Location labeling records:
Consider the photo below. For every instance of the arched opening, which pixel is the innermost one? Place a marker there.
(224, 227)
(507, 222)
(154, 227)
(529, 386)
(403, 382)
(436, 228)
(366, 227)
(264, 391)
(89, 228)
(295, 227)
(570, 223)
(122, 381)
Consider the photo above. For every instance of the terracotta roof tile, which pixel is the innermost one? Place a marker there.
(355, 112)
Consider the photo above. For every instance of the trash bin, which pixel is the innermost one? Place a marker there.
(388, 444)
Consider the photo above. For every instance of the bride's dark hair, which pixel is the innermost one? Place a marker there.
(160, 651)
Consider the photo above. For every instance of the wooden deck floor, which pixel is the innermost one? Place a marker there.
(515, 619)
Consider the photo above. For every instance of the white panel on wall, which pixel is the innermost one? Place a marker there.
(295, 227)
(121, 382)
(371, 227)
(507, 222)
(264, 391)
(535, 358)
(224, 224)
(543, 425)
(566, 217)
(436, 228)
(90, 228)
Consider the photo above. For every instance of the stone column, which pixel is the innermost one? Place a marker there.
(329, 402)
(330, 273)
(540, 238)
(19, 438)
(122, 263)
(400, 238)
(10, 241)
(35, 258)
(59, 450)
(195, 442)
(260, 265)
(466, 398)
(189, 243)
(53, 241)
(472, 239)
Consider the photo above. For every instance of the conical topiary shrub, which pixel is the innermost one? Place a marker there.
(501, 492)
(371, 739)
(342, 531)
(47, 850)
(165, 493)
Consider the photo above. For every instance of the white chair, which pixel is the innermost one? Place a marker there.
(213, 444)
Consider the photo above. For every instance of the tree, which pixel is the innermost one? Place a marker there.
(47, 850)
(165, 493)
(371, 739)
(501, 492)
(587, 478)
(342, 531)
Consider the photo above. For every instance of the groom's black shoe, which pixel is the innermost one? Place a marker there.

* Given exercise
Reproduce the entire listing above word for word, keeping every line.

* Completed task
Consider the photo below. For every instance of the arched opening, which pixel is the innermost one? Place a marker there.
(224, 227)
(507, 222)
(154, 227)
(529, 386)
(403, 382)
(436, 228)
(366, 227)
(264, 391)
(89, 228)
(295, 227)
(570, 223)
(122, 381)
Consider the photo above. For every instance of the terracotta roof tile, which pixel is the innermost one? Place a marker there.
(355, 112)
Consider the photo above. For every instance of the trash bin, which pixel is the innermost one? Place a marker there.
(388, 444)
Consider the photo above. For every instance of the bride's dark hair, which pixel is the innermost one? Place a marker there.
(160, 651)
Consider the photo above. For every instance of the wooden deck floor, which pixel is the innermost one? Place a marker there.
(515, 619)
Consider the photo above. For every instance of the white panel on wall, which pixel is the innermost one? Place a marker there.
(295, 227)
(121, 382)
(371, 227)
(507, 222)
(264, 391)
(535, 358)
(224, 224)
(543, 425)
(566, 217)
(436, 228)
(90, 228)
Consider the photo above. For every instance of the stone column, which pixel is the innermost one? Place a marker there.
(329, 402)
(330, 273)
(540, 238)
(19, 438)
(122, 263)
(400, 238)
(10, 241)
(35, 258)
(59, 450)
(195, 442)
(260, 265)
(466, 398)
(189, 243)
(53, 241)
(472, 239)
Consider the photo above. For every instance of the conical topiary shrub, which pixel is the innermost one? Place a marker there.
(501, 492)
(371, 739)
(342, 531)
(47, 850)
(165, 493)
Consider the photo above. For every instance of the white chair, which pixel is the innermost one? Place a marker there.
(213, 444)
Consider the photo above. For every instance of the tree, which pixel is the innermost one? Place a marker there.
(47, 850)
(165, 493)
(371, 739)
(501, 492)
(587, 478)
(342, 531)
Consider the photo above. For every instance of the groom's black shoe, which pixel is the innermost one? Place a marker there.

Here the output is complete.